(Selected passage begins)
In the DHS response to Republican Sens. Jeff Sessions, Chuck Grassley, Orrin Hatch and Pat Roberts — penned by Assistant Secretary for Legislative Affairs Nelson Peacock and exclusively obtained by The Daily Caller — the department explains that from 2005 through Aug. 9, 2012, a total of 9,796 applicants under the Visa Waiver Program (VWP) were denied admission because they were deemed likely to become a public charge.

According to a calculation from Sessions’ office, based on data from DHS’ Yearbook of Immigration Statistics, the total number of people denied admission constitutes only .0084 percent of approved VWP applicants in that seven-year period.

The VWP allows eligible citizens from 37 participating countries to enter the United States without first obtaining a visa for stays of 90 days or less. The applicants who were turned away were denied entry, not a visa — but either way, very few have been denied entry on public charge grounds in recent years.

The concern with these VWP participants is that they might overstay their 90-day limit through the program, which is easier to navigate than the process for obtaining a normal visa. An estimated 40 percent of illegal immigrants have overstayed their visas.

“Admitting VWP participants likely to become a public charge, without even ensuring their exit, may be costing taxpayers billions right now,” a Senate Budget Committee aide told TheDC.

Last October, TheDC reported that in FY 2011, just .068 percent of 10.37 million immigration applicants processed by the State Department were found to be ineligible on the basis of becoming a public charge. (RELATED: Dependency risk not a significant barrier to entry for new immigrants)

DHS did not provide data for the senators’ inquiries into how many total visa applicants were denied due to their public charge risk from 2001 to 2011. The department also did not provide data on how many became public charges after receiving access from 2001 to 2011, explaining that “data entry quality and system changes … did not account for statistical tracking at this level.”

U.S. Immigration and Customs Enforcement is “currently addressing these data tracking issues and intends to capture such data in a reliable manner,” DHS assured the senators.

According to the Section 212(a)(4) of the Immigration and Nationality Act (INA), individuals looking to gain admission to the United States or an immigration status adjustment are barred from entry if they are “at the time of application for admission or adjustment of status … likely at any time to become a public charge.”

DHS excludes the vast majority of the more than 80 federal means-tested welfare programs from consideration when determining an applicant’s public charge risk. Just two federal programs are applicable: Supplemental Security Income (SSI) and Temporary Assistance for Needy Families (TANF).

A recent analysis of Census Bureau data by the Center for Immigration Studies revealed that in 2010, 36 percent of immigrant-headed households were on at least one major welfare program — largely nutrition assistance and Medicaid (both of which are considered inadmissible in determining one’s dependency risk based on current public charge policies) — compared to 23 percent of native headed households.

As DHS elaborates in its letter, the restrictions on potential government dependents has been a staple of immigration law for over a century.

“As you may know, public charge has been part of U.S. immigration law for more than 100 years as a ground of inadmissibility and deportation,” Peacock, the DHS legislative affairs director, wrote to the senators.

But some conservatives and small-government activists are concerned that, when it comes to immigration, hasty reform efforts by both parties are trumping sound judgment. Each Republican response to the State of the Union address — the official one, from Florida Republican Marco Rubio, and tea party response from Kentucky Sen. Rand Paul — will be from legislators who, like the president, support some pathway to citizenship.

“For small government conservatives and libertarians like Rand Paul, it is essential to realize that until these problems are solved, any mass legalization will represent the biggest expansion of the welfare state that we’ve ever seen,” a GOP aide told TheDC.
(Selected passage ends)
(Information supplied begins)
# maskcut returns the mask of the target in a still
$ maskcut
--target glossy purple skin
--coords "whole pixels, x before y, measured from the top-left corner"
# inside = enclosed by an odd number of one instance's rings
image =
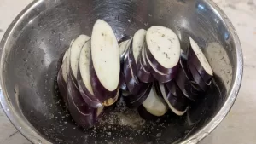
(Information supplied ends)
• Problem statement: Reproduce the portion of the public charge article that begins with the words containing "A recent analysis" and ends with "native headed households.".

• Written solution:
A recent analysis of Census Bureau data by the Center for Immigration Studies revealed that in 2010, 36 percent of immigrant-headed households were on at least one major welfare program — largely nutrition assistance and Medicaid (both of which are considered inadmissible in determining one’s dependency risk based on current public charge policies) — compared to 23 percent of native headed households.